Extract provided
# Greetings



## Inshorefisherman (Aug 21, 2015)

That's awesome! I'm about to pick up a Mitzi 15 that will by my primary fishing platform for the foreseeable future. Can't wait to get into fly fishing, only ever caught salmon that way. saltwater fly fishing seems much more challanging, a lot more water to cover. Fishing for salmon it's mostly just let it float the river and flip it back up when it gets to tight line again


----------



## FlatsBoss (Aug 17, 2015)

Inshorefisherman said:


> That's awesome! I'm about to pick up a Mitzi 15 that will by my primary fishing platform for the foreseeable future. Can't wait to get into fly fishing, only ever caught salmon that way. saltwater fly fishing seems much more challanging, a lot more water to cover. Fishing for salmon it's mostly just let it float the river and flip it back up when it gets to tight line again


Congrats on the Mitzi. I think that you'll like fishing the fly. For me, the biggest challenge was learning to cast from a boat... Much easier from the beach.


----------



## Inshorefisherman (Aug 21, 2015)

im pretty good on my double haul so casting hopefully won't be an issue. The Mitzi's got a huge casting platform that's surprisingly stable so I'm hoping it's an easy transition. How long was it before you caught a fish with your fly rod?


----------



## FlatsBoss (Aug 17, 2015)

Inshorefisherman said:


> How long was it before you caught a fish with your fly rod?


I caught my first fish in about a month.


----------

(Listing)
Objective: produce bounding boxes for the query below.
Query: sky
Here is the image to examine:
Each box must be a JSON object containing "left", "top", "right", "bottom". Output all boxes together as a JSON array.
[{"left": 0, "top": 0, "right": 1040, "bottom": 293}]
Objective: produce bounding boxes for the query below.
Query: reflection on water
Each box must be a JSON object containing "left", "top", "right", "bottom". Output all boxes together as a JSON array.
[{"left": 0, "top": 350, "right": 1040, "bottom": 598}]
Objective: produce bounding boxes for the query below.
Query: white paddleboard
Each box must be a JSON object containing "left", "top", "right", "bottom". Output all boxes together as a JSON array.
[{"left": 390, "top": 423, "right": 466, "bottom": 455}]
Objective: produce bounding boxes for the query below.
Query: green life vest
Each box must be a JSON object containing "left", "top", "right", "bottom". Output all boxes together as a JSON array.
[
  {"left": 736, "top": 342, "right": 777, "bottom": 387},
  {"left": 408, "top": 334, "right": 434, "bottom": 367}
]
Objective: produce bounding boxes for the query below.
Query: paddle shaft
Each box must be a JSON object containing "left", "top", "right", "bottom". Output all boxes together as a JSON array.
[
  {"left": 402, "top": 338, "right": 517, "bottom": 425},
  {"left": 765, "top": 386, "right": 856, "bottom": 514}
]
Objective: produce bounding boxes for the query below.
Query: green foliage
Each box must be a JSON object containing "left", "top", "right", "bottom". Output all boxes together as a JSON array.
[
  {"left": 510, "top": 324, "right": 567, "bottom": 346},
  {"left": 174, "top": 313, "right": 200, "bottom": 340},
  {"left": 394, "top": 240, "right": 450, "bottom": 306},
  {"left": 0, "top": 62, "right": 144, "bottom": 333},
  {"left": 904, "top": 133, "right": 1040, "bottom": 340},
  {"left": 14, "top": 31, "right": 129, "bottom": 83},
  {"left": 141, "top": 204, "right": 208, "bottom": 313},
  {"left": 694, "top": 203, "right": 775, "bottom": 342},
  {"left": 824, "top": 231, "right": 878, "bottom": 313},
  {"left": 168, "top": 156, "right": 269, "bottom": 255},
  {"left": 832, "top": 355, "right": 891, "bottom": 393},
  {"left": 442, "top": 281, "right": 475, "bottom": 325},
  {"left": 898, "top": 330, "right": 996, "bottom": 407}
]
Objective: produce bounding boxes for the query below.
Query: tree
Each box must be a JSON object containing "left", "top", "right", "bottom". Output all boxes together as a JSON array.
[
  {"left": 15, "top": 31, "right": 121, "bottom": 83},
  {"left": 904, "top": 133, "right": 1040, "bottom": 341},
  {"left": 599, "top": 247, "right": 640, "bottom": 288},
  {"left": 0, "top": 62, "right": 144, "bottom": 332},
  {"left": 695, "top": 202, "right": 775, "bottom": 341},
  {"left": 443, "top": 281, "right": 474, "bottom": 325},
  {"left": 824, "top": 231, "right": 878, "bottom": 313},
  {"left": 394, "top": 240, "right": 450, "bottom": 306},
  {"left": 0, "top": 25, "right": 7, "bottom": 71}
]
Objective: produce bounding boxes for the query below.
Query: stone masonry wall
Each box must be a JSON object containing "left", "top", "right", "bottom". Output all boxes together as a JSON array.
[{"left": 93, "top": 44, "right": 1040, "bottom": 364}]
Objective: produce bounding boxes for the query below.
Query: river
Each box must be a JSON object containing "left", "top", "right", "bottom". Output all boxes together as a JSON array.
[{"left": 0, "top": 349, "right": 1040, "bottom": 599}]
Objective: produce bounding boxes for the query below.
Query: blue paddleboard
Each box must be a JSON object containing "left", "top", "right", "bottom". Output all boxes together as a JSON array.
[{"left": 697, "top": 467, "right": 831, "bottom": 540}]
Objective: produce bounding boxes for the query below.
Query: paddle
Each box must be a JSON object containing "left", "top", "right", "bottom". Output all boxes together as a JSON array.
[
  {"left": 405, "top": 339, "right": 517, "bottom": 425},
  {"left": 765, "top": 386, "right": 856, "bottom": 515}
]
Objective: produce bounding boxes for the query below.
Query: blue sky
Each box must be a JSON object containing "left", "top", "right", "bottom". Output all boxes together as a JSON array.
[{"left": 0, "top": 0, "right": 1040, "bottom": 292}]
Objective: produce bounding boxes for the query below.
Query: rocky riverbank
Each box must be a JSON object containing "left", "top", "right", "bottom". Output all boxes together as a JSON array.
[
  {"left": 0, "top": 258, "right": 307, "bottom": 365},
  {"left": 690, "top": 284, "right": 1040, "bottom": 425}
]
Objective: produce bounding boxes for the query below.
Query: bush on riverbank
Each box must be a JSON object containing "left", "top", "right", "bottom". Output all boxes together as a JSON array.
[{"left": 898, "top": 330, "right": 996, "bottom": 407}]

What you will do
[a] Answer these about the fly-fishing thread:
(i) What boat is Inshorefisherman about to pick up?
(ii) What did FlatsBoss find the biggest challenge when learning fly fishing?
(iii) How long did it take FlatsBoss to catch a first fish?
[b] In the fly-fishing thread, write out the passage from "Congrats on the" to "from the beach.", swapping "beach" for "dock".
The listing has nothing to do with the forum thread.

Complete answers
[a]
(i) A Mitzi 15.
(ii) Learning to cast from a boat.
(iii) About a month.

[b]
Congrats on the Mitzi. I think that you'll like fishing the fly. For me, the biggest challenge was learning to cast from a boat... Much easier from the dock.